• _Quoted passage_
Some Amish were hesitant to answer questions, especially when we
took notes. A few, particularly more conservative Amish, declined to
talk with us at all. Others were glad to talk at length, some inviting
us to walk a little out of the way so they could sing less
conspicuously. For the lengthier interviews, researchers asked a variety
of questions about child-rearing practices, the kinds of songs sung to
young children, the importance of singing in Amish life, and
interviewees were also asked to sing on tape. Such questions often led
to other areas of discussion, such as wedding or funeral practices,
women's roles, reports of abuse in Amish families,
"Brauch" (8) Johnny healers, and other health issues. In their
own homes, the Amish were very happy to talk about their experiences
raising children and offered us refreshments, inviting us to come back
when they could gather some of their friends to talk with us.
Three Nursery Songs
When we began gathering nursery songs in this protected
ethno-religious community, Amish informants enjoyed bringing out
songbooks (with lyrics only) they had collected from bus rides to Iowa
or Kentucky. Then, they sang for us their favorites, "Mockingbird Hill," and a Swiss ballad about a young lover lying in the
graveyard. One informant insisted that we record an
"important" song and began to sing the camp song, "Found
a Peanut." We persisted, asking them to sing only songs they would
sing to babies. After considerable thought, Amish parents explained that
they sang English nursery songs, such as "Ten Little Indians"

• _Exercise requirements_
• A. Translate this sentence from the passage on Amish nursery songs into Spanish: "A few, particularly more conservative Amish, declined to talk with us at all."
• B. Resume the passage on Amish nursery songs at the point where it stops.
The items after this passage on Amish nursery songs are not needed for anything here.

• _Provided information_
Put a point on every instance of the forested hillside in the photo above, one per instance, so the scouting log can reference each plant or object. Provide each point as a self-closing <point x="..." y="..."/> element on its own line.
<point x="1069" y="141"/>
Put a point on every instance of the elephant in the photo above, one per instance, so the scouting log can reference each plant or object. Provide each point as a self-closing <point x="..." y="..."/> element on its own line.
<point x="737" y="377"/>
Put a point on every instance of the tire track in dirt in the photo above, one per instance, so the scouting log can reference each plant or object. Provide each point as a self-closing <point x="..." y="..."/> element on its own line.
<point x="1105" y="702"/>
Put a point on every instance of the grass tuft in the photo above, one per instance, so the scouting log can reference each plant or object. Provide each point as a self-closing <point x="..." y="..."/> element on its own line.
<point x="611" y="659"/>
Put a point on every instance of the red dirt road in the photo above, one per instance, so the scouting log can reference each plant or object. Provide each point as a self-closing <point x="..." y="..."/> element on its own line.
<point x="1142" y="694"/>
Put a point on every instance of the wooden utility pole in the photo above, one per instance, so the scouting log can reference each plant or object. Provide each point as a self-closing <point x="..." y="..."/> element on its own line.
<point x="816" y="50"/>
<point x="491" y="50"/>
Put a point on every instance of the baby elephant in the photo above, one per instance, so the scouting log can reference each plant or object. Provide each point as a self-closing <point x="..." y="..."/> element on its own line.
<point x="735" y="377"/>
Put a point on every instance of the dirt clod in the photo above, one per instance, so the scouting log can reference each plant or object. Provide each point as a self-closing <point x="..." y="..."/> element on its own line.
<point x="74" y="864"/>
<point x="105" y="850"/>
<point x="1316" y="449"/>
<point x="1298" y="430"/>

...

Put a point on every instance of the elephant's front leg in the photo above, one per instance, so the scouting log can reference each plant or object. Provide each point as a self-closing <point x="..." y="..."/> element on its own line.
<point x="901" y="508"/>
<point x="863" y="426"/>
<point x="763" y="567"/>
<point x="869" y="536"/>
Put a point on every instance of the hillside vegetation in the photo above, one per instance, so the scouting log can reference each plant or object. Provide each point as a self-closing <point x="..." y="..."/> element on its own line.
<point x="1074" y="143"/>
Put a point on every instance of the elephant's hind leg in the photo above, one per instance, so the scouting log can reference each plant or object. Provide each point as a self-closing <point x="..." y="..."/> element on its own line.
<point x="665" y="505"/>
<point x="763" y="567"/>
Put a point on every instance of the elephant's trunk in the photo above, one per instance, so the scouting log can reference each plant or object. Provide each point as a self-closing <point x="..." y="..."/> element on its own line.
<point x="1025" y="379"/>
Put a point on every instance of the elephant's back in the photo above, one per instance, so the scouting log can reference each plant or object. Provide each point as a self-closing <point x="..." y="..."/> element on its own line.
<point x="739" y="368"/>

* * *

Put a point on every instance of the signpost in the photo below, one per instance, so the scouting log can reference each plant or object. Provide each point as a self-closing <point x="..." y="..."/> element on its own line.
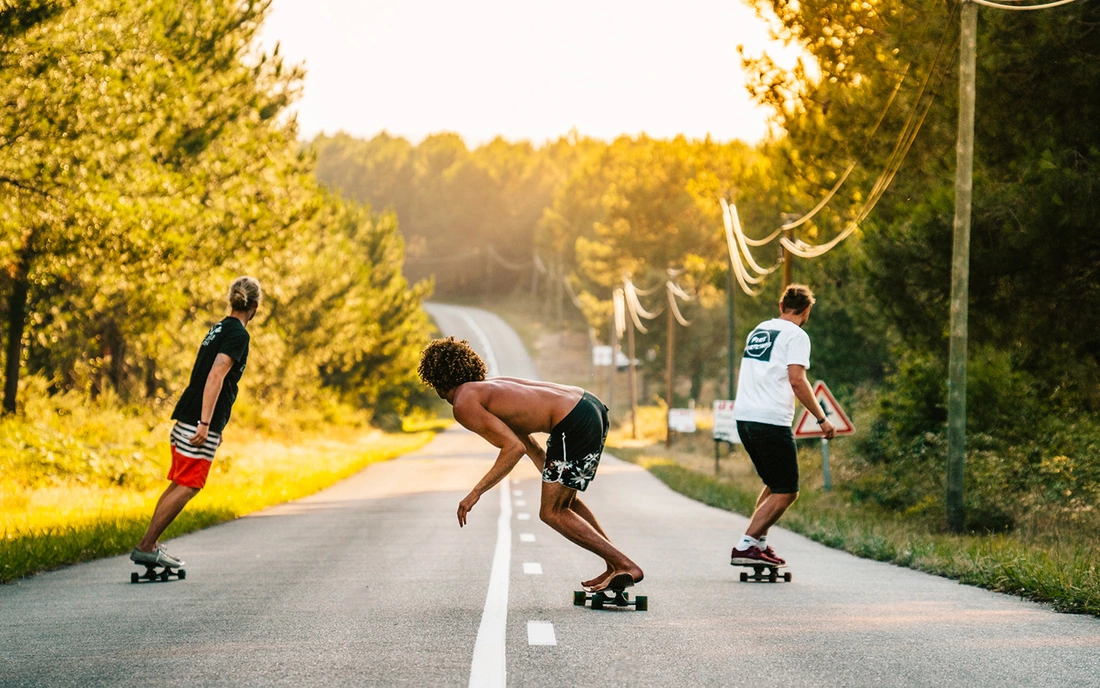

• _Exercise responses_
• A. Algunos, en particular los amish más conservadores, se negaron a hablar con nosotros en absoluto.

• B.
and "Mulberry Bush," as well as Christian children's
songs, such as "Fishers of Men" and "Jesus Loves Me"
to their children in both Pennsylvania Dutch and English. Amish adults
also sing "fast" songs--hymns which they learn in school, at
Sunday night sing-alongs, and other Amish gatherings. The Amish began to
collect these hymns in the late nineteenth century into songbooks such
as the Unparteiische Liedersammlung. These are not sung particularly
fast, but are distinguished from the "slow" or church songs
from the Ausbund. Like all traditional Amish music, these songs are
monophonic, that is, one melodic line without accompaniment.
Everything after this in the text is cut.